What is expected –
Print every line of the data word for word.

Data items:

.....

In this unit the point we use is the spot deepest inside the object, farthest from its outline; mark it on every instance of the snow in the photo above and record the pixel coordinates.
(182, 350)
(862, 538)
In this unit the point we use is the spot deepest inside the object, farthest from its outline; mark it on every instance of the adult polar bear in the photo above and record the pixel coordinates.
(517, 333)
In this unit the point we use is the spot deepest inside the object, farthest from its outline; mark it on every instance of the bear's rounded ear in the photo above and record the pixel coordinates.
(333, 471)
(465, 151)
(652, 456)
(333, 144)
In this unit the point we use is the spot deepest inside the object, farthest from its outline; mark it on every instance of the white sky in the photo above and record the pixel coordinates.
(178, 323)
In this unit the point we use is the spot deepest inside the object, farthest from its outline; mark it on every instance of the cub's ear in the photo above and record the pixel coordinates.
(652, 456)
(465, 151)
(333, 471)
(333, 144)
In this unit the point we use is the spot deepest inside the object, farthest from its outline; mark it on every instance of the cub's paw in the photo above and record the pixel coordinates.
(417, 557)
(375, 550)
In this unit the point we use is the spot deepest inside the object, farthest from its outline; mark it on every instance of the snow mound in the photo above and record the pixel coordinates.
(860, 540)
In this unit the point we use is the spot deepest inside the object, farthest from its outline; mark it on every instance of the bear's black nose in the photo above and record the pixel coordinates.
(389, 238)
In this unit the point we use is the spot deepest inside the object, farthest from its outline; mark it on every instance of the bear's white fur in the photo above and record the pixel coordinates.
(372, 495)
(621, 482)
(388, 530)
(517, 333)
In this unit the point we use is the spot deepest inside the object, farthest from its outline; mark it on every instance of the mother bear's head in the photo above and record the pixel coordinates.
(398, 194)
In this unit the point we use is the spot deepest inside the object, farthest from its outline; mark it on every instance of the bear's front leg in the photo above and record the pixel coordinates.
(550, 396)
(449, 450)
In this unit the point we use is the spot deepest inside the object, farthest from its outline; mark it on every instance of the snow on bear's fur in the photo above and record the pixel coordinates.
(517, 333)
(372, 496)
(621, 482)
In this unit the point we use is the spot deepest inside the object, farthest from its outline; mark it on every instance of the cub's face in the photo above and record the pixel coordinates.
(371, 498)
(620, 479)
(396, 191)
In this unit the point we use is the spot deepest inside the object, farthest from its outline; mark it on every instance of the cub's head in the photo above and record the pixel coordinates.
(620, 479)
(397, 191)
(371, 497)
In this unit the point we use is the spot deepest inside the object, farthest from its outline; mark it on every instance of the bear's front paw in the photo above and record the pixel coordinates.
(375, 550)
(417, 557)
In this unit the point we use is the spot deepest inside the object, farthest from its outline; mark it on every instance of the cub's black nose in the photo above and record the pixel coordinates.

.....

Solved exercise –
In this unit the point we use is the spot deepest inside the object, farthest from its outline; mark it on every instance of the snow in the photo above and record the pixel coordinates.
(182, 350)
(862, 538)
In this unit the point we use is the spot deepest inside the object, farthest from its outline; mark it on every instance of the adult polar bear in the photo above and record the pixel coordinates.
(517, 333)
In this unit the point we use is the spot deepest inside the object, farthest from its outline; mark it on every instance of the bear's rounded ear in the photo above and record the pixel coordinates.
(333, 471)
(465, 151)
(652, 456)
(333, 144)
In this unit the point we use is the spot deepest inside the object, farthest from its outline; mark it on every instance of the white sky in the photo above and record the pixel coordinates.
(178, 323)
In this unit the point we use is the spot deepest inside the object, farthest from its outline; mark it on every instance of the cub's ear in the photo above and record the pixel coordinates.
(652, 456)
(465, 151)
(333, 471)
(333, 144)
In this unit the point we use is the spot deepest inside the object, farthest from its outline; mark it on every instance of the cub's paw in the photo above and record the pixel coordinates.
(417, 557)
(375, 550)
In this unit the point we use is the spot deepest inside the object, farthest from its outline; mark it on every instance of the snow mound in the photo above and record the pixel coordinates.
(860, 540)
In this unit the point we use is the spot deepest inside the object, farthest from its outline; mark it on every instance of the bear's black nose in the photo above and record the pixel coordinates.
(389, 238)
In this unit the point we use is the spot deepest inside the object, farthest from its outline; mark it on every instance of the bear's white fur in the photo above and record the pixel coordinates.
(372, 495)
(621, 482)
(388, 530)
(517, 333)
In this unit the point we use is the spot deepest inside the object, farthest from its outline; mark it on every instance of the mother bear's head in the photo above and record the pixel coordinates.
(398, 194)
In this unit the point we use is the spot deepest inside the object, farthest from its outline; mark it on every instance of the bear's front leg in the photo above and record the pixel coordinates.
(550, 396)
(449, 450)
In this unit the point we use is the spot deepest inside the object, farthest from its outline; mark it on every instance of the snow on bear's fur in the photo above and record the pixel coordinates.
(517, 333)
(372, 496)
(621, 482)
In this unit the point we use is the spot deepest inside the object, farthest from its outline; mark it on every instance of the cub's face in the photo above and record the pixel coordinates.
(371, 498)
(620, 479)
(396, 191)
In this unit the point we use is the spot deepest inside the object, farthest from its outline; mark it on every instance of the cub's head in the photo above and record the pixel coordinates.
(620, 479)
(397, 191)
(371, 497)
In this unit the point we use is the spot deepest inside the object, farthest from its outline; mark it on every instance of the bear's front paw in the photo above and record the pixel coordinates.
(375, 550)
(417, 557)
In this unit the point we use is the spot deepest inside the object, farthest from its outline; mark it on every instance of the cub's black nose in the photo above and record the pixel coordinates.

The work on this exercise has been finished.